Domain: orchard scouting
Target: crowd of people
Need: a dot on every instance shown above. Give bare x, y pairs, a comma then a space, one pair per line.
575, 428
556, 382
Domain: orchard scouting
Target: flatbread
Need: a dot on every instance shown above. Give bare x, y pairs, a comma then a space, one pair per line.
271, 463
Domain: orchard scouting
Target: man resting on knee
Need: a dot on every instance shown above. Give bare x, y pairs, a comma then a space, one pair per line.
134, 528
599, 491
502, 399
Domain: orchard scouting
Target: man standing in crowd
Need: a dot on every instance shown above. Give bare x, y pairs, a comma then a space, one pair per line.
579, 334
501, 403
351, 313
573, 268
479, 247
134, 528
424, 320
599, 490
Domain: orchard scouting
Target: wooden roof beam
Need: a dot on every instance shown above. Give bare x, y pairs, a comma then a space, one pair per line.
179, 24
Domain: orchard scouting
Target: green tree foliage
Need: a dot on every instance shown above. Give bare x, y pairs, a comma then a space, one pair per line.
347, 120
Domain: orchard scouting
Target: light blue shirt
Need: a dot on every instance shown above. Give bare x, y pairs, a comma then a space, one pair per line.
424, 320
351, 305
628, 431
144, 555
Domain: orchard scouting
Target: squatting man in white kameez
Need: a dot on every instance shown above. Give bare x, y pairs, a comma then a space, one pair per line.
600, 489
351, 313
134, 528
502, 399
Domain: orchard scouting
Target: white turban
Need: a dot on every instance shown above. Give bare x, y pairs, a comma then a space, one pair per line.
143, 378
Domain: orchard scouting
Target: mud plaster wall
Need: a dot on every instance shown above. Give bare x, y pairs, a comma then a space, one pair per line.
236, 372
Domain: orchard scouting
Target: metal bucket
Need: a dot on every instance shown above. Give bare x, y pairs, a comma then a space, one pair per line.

##########

Only the number should be given: the count of lines in the entries that contain the string "white".

2